Extract every line of the entries below that contains the string "horse", treating uppercase and lowercase letters as distinct.

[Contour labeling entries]
^^^^
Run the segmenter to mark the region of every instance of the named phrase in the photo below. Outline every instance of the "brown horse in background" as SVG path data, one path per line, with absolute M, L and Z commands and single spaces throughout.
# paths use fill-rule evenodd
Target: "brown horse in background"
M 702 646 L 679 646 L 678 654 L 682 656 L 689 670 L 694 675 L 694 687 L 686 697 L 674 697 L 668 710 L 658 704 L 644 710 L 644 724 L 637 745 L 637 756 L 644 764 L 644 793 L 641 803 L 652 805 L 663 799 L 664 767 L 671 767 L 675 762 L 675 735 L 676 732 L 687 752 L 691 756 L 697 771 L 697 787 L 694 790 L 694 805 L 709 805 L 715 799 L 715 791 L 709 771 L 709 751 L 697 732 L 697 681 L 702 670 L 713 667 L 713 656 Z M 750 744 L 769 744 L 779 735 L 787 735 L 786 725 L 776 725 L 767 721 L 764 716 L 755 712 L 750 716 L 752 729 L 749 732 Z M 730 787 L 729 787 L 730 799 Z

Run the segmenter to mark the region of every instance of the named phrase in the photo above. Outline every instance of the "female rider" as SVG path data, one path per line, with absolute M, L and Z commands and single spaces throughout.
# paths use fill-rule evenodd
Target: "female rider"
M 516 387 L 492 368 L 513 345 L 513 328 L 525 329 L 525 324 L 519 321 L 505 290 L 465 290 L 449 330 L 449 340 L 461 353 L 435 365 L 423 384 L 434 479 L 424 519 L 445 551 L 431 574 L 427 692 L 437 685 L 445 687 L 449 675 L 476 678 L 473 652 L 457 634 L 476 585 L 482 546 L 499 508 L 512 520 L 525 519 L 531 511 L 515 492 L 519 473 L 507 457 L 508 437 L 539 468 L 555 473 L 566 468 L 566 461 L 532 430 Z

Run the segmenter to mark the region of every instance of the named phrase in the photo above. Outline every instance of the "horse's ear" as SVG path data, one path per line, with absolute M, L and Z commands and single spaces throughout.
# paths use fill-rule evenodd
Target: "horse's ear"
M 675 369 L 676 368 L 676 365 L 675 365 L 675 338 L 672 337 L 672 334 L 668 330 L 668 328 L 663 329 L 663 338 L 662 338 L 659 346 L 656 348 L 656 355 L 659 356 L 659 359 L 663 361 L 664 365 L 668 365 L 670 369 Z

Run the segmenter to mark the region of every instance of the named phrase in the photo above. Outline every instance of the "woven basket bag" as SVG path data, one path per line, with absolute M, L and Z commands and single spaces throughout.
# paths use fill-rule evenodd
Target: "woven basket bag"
^^^^
- **SOLUTION FOR THIS EXERCISE**
Run the segmenter to mark the region of every instance of the named phrase in the photo below. Outline every instance of the "brown horse in background" as SVG path data, one path per line, with absolute M, L and Z commands and single spaces throughout.
Target: "brown horse in background"
Run the segmenter to mark the region of every instance of the named phrase in the photo above. Outline every instance of the "horse's ear" as SVG path data, one path per line, with absolute M, L and Z commands and single spaces throughout.
Target: "horse's ear"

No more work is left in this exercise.